WHAT IS BEING ASKED — Please render the listing below as a Markdown table with the columns "Row" and "Content", from the line with "Accessibility service: describe where the clock" to the line with "[75,78,585,394]", both lines included. Number each line in order, leave out blank lines, and add no other lines.

*****

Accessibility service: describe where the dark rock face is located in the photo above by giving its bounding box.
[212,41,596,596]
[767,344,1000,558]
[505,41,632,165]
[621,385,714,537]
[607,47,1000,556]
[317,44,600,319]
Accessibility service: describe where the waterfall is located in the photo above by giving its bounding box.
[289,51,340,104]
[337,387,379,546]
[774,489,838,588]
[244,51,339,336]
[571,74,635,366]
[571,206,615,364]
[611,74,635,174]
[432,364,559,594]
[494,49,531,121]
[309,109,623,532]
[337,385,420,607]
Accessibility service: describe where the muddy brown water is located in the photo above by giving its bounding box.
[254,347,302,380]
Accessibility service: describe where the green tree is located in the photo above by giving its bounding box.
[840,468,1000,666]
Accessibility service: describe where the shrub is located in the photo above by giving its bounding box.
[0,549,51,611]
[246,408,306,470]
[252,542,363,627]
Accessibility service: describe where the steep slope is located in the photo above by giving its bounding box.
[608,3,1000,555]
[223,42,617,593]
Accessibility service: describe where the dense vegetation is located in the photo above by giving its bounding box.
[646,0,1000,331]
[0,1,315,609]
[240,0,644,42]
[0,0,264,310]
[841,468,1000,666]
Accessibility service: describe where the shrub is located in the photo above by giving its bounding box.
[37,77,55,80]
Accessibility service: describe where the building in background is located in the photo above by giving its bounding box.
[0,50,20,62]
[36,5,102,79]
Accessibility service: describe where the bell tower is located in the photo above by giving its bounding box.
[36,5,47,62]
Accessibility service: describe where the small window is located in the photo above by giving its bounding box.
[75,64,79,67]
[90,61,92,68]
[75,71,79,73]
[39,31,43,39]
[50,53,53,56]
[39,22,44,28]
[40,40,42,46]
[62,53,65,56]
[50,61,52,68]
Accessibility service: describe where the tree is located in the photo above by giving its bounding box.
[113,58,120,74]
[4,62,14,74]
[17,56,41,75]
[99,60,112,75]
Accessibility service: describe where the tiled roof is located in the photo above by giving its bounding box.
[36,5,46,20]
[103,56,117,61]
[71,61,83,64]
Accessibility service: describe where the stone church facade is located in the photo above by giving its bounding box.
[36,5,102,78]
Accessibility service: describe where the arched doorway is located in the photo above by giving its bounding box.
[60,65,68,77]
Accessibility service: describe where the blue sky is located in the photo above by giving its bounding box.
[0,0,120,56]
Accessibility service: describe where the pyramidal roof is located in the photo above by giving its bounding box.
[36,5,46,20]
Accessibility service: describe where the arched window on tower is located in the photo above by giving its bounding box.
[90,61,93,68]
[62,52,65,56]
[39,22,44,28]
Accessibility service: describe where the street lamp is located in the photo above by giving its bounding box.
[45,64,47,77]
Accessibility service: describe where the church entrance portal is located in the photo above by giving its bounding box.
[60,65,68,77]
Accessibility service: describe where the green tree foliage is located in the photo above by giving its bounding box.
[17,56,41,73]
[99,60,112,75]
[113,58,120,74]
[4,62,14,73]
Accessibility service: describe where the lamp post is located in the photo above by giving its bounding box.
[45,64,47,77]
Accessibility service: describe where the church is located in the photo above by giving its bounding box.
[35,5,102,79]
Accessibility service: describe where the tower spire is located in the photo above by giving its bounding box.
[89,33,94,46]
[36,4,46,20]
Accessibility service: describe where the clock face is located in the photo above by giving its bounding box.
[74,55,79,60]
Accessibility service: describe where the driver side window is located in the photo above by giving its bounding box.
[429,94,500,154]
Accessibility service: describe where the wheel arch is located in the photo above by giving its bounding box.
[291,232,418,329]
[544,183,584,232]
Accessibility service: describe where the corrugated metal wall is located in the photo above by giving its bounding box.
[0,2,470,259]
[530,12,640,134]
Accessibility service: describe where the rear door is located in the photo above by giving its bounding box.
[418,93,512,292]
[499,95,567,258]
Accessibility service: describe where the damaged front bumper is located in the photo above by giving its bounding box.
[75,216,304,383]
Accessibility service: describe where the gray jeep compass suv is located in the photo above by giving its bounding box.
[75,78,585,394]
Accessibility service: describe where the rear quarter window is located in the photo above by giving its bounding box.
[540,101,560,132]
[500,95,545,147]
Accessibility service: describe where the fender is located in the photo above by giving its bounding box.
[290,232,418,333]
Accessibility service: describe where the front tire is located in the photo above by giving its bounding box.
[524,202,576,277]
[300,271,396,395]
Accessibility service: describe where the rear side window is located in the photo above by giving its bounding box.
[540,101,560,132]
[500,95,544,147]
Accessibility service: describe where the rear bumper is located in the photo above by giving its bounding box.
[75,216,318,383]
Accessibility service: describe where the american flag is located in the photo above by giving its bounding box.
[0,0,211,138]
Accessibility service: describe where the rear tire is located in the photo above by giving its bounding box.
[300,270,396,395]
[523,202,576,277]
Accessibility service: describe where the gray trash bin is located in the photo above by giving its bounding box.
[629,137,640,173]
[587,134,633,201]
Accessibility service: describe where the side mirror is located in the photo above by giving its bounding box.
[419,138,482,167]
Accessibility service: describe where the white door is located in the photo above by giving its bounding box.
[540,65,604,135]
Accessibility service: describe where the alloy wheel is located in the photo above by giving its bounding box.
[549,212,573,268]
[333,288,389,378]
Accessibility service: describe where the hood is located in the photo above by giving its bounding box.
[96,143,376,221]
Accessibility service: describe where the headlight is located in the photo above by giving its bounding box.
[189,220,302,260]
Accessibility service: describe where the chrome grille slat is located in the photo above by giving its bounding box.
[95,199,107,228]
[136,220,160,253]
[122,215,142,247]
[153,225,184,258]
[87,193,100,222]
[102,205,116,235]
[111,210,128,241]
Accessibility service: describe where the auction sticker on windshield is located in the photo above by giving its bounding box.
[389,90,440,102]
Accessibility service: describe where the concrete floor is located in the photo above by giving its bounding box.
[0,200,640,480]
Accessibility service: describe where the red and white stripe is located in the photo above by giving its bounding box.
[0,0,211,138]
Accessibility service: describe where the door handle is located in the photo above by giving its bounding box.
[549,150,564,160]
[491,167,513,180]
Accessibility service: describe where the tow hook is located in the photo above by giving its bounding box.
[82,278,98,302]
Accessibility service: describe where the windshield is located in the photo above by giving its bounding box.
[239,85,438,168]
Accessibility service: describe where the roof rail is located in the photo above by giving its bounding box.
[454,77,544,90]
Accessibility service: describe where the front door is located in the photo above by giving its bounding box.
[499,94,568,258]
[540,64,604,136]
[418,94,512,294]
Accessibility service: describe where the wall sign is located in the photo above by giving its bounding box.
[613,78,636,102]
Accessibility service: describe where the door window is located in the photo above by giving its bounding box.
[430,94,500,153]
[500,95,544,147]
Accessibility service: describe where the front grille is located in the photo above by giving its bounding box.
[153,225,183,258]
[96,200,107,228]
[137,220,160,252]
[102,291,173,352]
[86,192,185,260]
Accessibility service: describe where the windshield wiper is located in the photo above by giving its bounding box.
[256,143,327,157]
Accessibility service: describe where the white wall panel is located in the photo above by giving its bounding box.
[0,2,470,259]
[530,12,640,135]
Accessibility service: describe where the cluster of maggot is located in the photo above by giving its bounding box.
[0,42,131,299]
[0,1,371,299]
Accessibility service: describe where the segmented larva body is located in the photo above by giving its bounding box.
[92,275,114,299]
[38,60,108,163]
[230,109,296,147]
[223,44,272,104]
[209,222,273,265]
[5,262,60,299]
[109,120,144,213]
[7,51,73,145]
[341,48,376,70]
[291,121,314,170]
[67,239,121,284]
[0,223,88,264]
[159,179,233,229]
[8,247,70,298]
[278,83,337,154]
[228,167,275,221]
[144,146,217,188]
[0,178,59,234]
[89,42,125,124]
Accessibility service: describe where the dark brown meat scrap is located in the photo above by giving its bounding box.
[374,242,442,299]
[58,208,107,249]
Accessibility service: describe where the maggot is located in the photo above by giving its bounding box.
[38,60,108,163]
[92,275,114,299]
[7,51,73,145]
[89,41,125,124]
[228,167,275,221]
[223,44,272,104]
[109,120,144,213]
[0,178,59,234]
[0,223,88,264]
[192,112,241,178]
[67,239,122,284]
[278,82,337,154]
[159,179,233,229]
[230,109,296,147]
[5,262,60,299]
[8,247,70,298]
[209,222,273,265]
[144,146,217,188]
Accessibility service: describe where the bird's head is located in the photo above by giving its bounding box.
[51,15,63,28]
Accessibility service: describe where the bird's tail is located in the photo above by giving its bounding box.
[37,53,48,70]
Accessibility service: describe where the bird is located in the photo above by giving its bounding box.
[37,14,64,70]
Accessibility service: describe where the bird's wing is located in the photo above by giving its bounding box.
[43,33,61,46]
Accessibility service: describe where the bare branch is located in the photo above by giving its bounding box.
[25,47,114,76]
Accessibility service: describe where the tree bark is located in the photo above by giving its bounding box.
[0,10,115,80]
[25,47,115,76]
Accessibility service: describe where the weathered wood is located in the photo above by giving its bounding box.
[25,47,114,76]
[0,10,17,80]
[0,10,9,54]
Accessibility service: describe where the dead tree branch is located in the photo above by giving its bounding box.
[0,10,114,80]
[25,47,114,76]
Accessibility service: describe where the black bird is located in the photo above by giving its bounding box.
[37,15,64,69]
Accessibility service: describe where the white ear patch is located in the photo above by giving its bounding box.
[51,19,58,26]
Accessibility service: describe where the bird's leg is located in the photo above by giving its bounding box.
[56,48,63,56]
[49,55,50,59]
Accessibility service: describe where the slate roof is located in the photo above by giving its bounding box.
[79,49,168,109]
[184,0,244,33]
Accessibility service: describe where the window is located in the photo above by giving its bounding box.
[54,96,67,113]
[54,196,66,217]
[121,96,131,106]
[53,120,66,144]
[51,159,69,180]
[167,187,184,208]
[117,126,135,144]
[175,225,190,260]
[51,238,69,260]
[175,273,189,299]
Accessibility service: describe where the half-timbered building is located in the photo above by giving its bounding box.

*****

EXERCISE OUTPUT —
| Row | Content |
|---|---|
| 1 | Accessibility service: describe where the clock face is located in the photo above by giving its bounding box. |
| 2 | [74,55,79,60] |
| 3 | Accessibility service: describe where the driver side window is located in the photo above by giving its bounding box. |
| 4 | [429,94,500,154] |
| 5 | Accessibility service: describe where the wheel arch is located in the photo above by giving its bounding box. |
| 6 | [291,232,418,329] |
| 7 | [544,183,584,232] |
| 8 | Accessibility service: describe where the corrugated metal wall is located in the photo above by giving its bounding box. |
| 9 | [0,2,470,259] |
| 10 | [530,12,640,134] |
| 11 | Accessibility service: describe where the rear door is located in the photo above by giving its bounding box. |
| 12 | [418,93,512,292] |
| 13 | [499,95,567,258] |
| 14 | Accessibility service: describe where the damaged front bumper is located in the photo above by giving its bounding box. |
| 15 | [75,216,304,383] |
| 16 | Accessibility service: describe where the gray jeep compass suv is located in the photo above by giving its bounding box. |
| 17 | [75,78,585,394] |